Aim of the exercise ::
Render every line of the listing below as a numbered list, omitting the blank lines.

Labeled outline entries:
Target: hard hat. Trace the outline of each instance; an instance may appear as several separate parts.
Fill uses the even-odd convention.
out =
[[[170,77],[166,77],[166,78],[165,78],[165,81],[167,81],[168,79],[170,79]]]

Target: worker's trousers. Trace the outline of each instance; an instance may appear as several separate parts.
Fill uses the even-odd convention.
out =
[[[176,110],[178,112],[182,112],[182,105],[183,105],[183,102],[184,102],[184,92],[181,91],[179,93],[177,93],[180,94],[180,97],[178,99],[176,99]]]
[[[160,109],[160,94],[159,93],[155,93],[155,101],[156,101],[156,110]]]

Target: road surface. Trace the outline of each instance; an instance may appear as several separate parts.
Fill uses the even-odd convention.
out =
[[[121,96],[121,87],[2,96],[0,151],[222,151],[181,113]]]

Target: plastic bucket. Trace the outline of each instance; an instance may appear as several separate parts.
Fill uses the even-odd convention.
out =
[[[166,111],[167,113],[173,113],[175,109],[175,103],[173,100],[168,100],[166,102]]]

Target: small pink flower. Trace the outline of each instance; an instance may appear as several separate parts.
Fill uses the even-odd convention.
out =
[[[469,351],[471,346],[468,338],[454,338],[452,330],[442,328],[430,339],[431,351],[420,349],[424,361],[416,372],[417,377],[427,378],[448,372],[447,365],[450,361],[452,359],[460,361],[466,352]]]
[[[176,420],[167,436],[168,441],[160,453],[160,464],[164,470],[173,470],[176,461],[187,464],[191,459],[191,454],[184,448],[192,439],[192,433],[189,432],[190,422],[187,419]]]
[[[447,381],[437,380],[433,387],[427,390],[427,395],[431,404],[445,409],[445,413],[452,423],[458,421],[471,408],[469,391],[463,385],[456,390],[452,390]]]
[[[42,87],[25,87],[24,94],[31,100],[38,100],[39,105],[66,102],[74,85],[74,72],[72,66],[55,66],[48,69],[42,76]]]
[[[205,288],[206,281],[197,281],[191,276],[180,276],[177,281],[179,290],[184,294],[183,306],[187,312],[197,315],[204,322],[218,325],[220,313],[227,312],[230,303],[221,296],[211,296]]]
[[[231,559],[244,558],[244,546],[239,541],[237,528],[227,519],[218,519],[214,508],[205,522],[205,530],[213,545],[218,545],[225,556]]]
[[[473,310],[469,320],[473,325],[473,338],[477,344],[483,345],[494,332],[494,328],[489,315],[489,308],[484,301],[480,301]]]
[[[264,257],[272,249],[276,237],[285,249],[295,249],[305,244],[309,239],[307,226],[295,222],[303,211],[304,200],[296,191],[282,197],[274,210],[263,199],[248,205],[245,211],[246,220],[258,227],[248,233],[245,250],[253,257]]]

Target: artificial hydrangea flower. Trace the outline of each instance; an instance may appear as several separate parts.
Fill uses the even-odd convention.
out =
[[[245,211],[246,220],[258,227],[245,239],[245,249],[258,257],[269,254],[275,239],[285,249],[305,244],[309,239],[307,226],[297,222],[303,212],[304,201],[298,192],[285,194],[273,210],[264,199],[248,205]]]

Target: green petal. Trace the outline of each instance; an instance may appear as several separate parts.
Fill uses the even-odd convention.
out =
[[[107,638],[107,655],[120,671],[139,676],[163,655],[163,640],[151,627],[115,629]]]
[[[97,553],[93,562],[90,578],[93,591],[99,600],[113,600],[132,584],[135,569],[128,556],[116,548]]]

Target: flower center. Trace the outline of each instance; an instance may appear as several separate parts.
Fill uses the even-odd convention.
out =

Full response ::
1. Target: hard hat. Trace the outline of each instance; an instance may appear as several separate parts.
2. Fill uses the even-odd convention.
3. out =
4. [[[170,77],[166,77],[166,78],[165,78],[165,81],[167,81],[168,79],[170,79]]]
5. Target: worker's trousers. Trace the outline of each instance; an instance may appear as several separate parts.
6. Fill uses the even-odd convention.
7. out =
8. [[[176,110],[178,112],[182,112],[182,105],[183,105],[183,102],[184,102],[184,92],[181,91],[179,93],[177,93],[180,94],[180,97],[178,99],[176,99]]]
9. [[[160,109],[160,94],[159,93],[155,93],[155,101],[156,101],[156,110]]]
10. Target: road surface. Trace the outline of each instance; an instance may appear as several separate parts.
11. Fill uses the even-odd convention.
12. out =
13. [[[121,96],[121,87],[2,96],[0,151],[222,151],[181,113]]]
14. Target: plastic bucket. Trace the outline of each instance; an instance may appear as several separate parts.
15. Fill uses the even-odd convention.
16. out =
17. [[[166,111],[167,113],[173,113],[175,109],[175,103],[173,100],[168,100],[166,102]]]
18. Target: small pink flower. Trace the outline of each instance; an instance may appear as several separate parts.
19. Fill uses the even-odd convention.
20. out =
21. [[[469,351],[471,346],[468,338],[454,338],[452,330],[442,328],[430,339],[431,351],[420,349],[424,361],[416,372],[417,377],[427,378],[448,372],[447,365],[450,361],[452,359],[460,361],[466,352]]]
22. [[[176,420],[167,436],[168,441],[160,453],[160,464],[164,470],[173,470],[176,461],[187,464],[191,459],[191,454],[184,448],[192,439],[192,433],[189,432],[190,422],[187,419]]]
23. [[[447,381],[437,380],[433,387],[427,390],[427,395],[431,404],[445,409],[445,413],[452,423],[458,421],[471,408],[469,391],[463,385],[456,390],[452,390]]]
24. [[[42,87],[25,87],[24,94],[31,100],[38,100],[39,105],[66,102],[74,85],[74,72],[72,66],[55,66],[48,69],[42,76]]]
25. [[[205,288],[206,281],[197,281],[191,276],[180,276],[177,281],[179,290],[184,294],[183,306],[187,312],[197,315],[204,322],[218,325],[220,313],[227,312],[230,303],[221,296],[211,296]]]
26. [[[231,559],[244,558],[244,546],[239,541],[237,528],[227,519],[218,519],[214,508],[205,522],[205,530],[213,545],[218,545],[225,556]]]
27. [[[473,310],[469,320],[473,325],[473,338],[477,344],[483,345],[494,332],[494,328],[489,315],[489,308],[484,301],[480,301]]]
28. [[[264,257],[272,249],[276,237],[285,249],[295,249],[305,244],[309,239],[307,226],[295,222],[303,211],[304,200],[296,191],[282,197],[274,210],[263,199],[248,205],[245,211],[246,220],[258,227],[248,233],[245,250],[253,257]]]
29. Target: artificial hydrangea flower. Trace the outline of each instance; an instance may appear as several separate parts.
30. Fill uses the even-odd convention.
31. out =
32. [[[245,211],[246,220],[258,227],[245,239],[245,249],[258,257],[269,254],[275,239],[285,249],[305,244],[309,239],[307,226],[297,222],[303,212],[304,201],[298,192],[285,194],[273,210],[264,199],[248,205]]]
33. Target: green petal. Trace the outline of each instance; an instance may appear as several separate parts.
34. Fill uses the even-odd convention.
35. out =
36. [[[107,638],[107,655],[120,671],[139,676],[163,655],[163,640],[151,627],[115,629]]]
37. [[[97,553],[93,562],[90,578],[93,591],[99,600],[113,600],[132,584],[135,569],[128,556],[116,548]]]
38. Target: flower center. Trace the outline of each instance; an instance may appear as several separate parts.
39. Fill uses the even-odd convention.
40. out =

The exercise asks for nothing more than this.